OPIS ZADANIA> Zapisz poniższe wiersze jako tabelę Markdown z kolumnami „Numer” i „Treść wiersza”, z pominięciem pustych wierszy. Obrazy pomiń w odpowiedzi.

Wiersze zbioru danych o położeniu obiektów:
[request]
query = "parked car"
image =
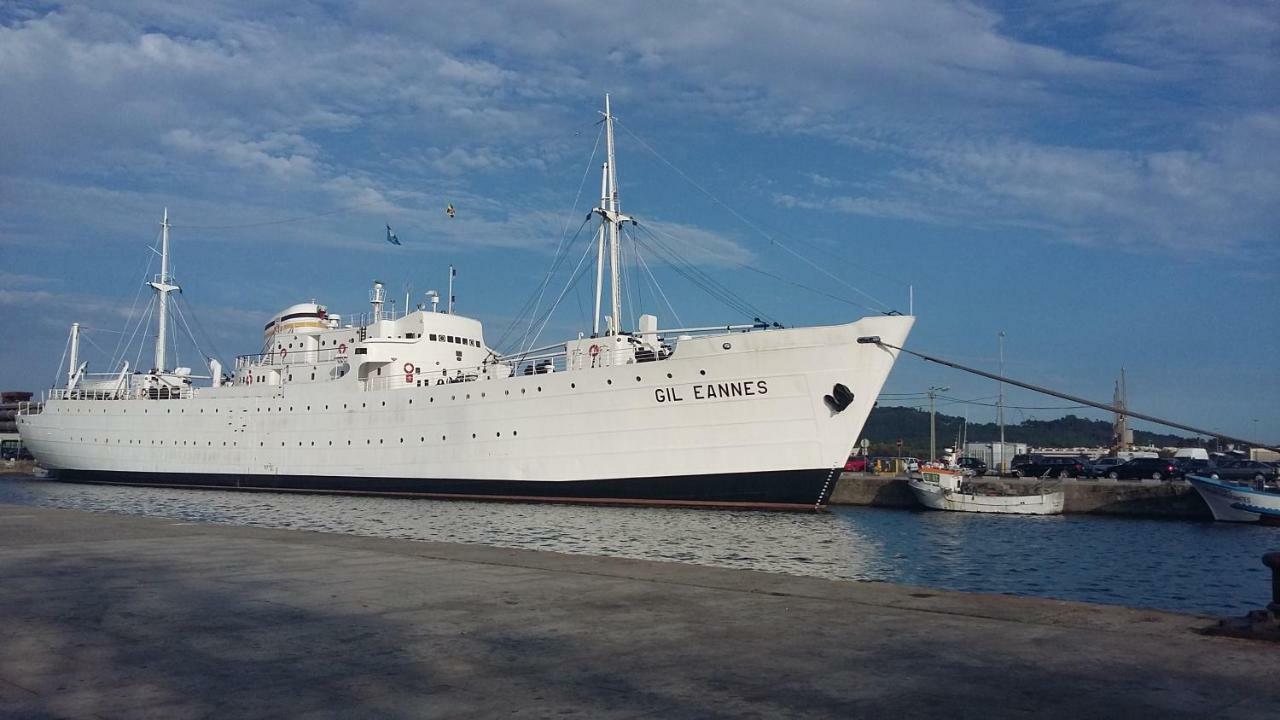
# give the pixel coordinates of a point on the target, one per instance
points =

WYNIK PONIŻEJ>
| Numer | Treść wiersza |
|---|---|
| 1 | [request] |
| 2 | query = "parked car" |
| 3 | image = |
| 4 | # give the pixel coordinates of a point on the target, one per instance |
| 5 | points = |